[Excerpts from point-annotation data]
[start]
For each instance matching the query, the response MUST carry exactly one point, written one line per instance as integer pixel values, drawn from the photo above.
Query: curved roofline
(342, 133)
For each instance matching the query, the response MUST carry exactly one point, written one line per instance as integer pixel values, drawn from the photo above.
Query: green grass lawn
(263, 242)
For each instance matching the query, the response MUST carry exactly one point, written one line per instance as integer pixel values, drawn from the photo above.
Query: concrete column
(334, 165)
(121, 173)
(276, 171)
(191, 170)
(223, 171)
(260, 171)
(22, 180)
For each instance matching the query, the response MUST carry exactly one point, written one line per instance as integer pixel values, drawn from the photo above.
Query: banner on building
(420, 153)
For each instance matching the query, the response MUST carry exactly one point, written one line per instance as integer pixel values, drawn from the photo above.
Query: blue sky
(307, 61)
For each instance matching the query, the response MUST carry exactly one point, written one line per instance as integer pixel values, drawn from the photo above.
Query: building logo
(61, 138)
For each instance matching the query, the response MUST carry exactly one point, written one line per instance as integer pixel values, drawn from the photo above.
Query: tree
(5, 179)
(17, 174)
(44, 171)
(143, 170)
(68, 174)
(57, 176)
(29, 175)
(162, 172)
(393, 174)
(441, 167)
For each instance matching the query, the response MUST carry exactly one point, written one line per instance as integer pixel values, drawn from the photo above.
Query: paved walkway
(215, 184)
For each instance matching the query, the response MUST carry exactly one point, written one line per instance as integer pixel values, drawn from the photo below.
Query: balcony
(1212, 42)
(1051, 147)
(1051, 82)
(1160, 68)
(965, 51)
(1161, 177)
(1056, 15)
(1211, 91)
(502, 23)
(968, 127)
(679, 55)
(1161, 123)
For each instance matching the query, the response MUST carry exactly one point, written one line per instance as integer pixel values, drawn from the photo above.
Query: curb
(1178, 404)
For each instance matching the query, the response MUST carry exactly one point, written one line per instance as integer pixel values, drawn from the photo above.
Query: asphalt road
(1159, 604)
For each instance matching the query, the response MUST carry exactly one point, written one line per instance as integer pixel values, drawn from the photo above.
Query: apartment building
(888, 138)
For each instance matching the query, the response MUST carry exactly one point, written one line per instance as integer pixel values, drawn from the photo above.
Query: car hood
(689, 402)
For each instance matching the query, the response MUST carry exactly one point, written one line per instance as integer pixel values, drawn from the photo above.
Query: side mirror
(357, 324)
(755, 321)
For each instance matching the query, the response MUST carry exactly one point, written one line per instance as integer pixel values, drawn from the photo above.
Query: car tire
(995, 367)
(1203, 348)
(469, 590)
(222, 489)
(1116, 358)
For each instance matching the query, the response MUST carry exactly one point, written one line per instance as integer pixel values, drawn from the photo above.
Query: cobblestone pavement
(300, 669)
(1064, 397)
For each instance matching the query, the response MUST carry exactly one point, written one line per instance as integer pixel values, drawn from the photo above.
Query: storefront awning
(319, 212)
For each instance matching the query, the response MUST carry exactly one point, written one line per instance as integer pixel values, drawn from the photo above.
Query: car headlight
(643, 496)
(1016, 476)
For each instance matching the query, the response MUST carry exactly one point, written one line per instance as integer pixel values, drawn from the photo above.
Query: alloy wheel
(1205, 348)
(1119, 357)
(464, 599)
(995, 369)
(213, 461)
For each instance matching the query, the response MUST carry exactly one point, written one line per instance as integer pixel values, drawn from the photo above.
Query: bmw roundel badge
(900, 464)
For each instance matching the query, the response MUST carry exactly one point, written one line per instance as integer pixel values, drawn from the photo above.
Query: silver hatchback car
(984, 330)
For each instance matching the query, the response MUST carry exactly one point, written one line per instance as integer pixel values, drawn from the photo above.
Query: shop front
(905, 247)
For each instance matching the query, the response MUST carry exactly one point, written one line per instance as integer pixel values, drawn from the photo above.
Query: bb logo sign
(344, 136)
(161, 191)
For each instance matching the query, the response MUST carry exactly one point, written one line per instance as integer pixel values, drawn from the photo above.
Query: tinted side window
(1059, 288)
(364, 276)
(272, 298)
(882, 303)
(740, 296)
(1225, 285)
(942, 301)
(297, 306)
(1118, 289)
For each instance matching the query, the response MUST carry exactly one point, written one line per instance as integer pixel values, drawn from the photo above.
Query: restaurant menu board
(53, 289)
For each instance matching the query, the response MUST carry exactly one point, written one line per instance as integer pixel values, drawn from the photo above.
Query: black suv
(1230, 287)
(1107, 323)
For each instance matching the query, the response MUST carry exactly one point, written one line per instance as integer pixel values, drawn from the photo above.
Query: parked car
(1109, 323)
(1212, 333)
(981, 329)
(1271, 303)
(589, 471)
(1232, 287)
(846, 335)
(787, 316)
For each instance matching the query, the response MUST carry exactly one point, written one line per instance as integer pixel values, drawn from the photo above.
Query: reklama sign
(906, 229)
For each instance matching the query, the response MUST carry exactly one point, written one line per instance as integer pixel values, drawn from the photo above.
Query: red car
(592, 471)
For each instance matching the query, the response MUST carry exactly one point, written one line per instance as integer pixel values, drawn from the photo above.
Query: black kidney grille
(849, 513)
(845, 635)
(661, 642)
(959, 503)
[end]
_REQUIREMENT_: Pull out every line of the rows above that contains the string "black", copying each line in full. Treat uppercase and lowercase letters as different.

_TASK RESPONSE_:
Query: black suv
Query: black kidney grille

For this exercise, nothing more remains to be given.